▸ **OBJECTIVE**: Reproduce the article about the graduation plan between "She hopes that" and "know what's next?", inclusive, swapping "architecture" for "engineering".

-- Start of TEXT SEGMENT --

Quantcast

The DNAinfo archives brought to you by WNYC.
Read the press release here.

CPS Kids Find 'Something To Look Forward To' In Rahm's Graduation Plan

 Under a new plan announced by Mayor Rahm Emanuel, high school students wouldn't be able to graduate without having proof of a plan.
Under a new plan announced by Mayor Rahm Emanuel, high school students wouldn't be able to graduate without having proof of a plan.
View Full Caption
DNAinfo/Andrea V. Watson

GRAND CROSSING — Mayor Rahm Emanuel got a lot of negative feedback on the internet after announcing his tough new graduation requirements for Chicago Public Schools students.

But at Hirsch High School on the South Side, his plan to require all students to have a job offer or college acceptance letter in order to graduate has been embraced by most. 

The requirement would "keep people off the streets,” said freshman DaShawn Williams, 15, adding that it will pressure kids to think harder about life after high school.

The school’s counselor Jenny Robbin said as part of her job she has always worked on a post-high school plan with students.

“I think it’s a good thing, but I don’t think it’s anything new, she said. “It’s always been our job to help them find the next step and be there if they need it.”

She hopes that if the plan is approved, it would make students take their futures more serious and even potentially keep them away from violence and gangs.

The argument among those online has been that students shouldn’t be babied and, as adults, they can make their own decisions, she said.

“But a lot of these students are coming from first-generation families who never had anyone in college before and so they need that guidance,” Robbin said.

Student Jamie Owens, 14 — who would be affected by the policy if approved — said she wants to go to college and study architecture but what about the kids who don't know what's next? 

“Maybe you just don’t want to go to school anymore,” Owens said. She personally thought it was a good idea, though. “People will have something to look forward to," she said. 

Under the plan announced by Emanuel April 5, students wouldn’t be able to graduate without proving they have a post-high school plan. They would have to show an acceptance to a college or university, a trade school or have a job offer. It would take effect starting with the class of 2020.

The idea, part of the mayor's pledge to remake the CPS for the 21st century, is likely to be rubber-stamped by the Board of Education made up of members appointed by the mayor.

CPS Chief Executive Officer Janice Jackson said current freshmen — who are set graduate in 2020 — would be the first to be required to provide a plan. About 60 percent of CPS graduates had a plan in place when they walked across the stage last year, she said.

-- End of TEXT SEGMENT --
-- Start of DATA --

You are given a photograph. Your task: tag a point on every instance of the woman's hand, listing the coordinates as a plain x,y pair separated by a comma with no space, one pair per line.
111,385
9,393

-- End of DATA --

▸ **ANSWER**:
She hopes that if the plan is approved, it would make students take their futures more serious and even potentially keep them away from violence and gangs.

The argument among those online has been that students shouldn’t be babied and, as adults, they can make their own decisions, she said.

“But a lot of these students are coming from first-generation families who never had anyone in college before and so they need that guidance,” Robbin said.

Student Jamie Owens, 14 — who would be affected by the policy if approved — said she wants to go to college and study engineering but what about the kids who don't know what's next?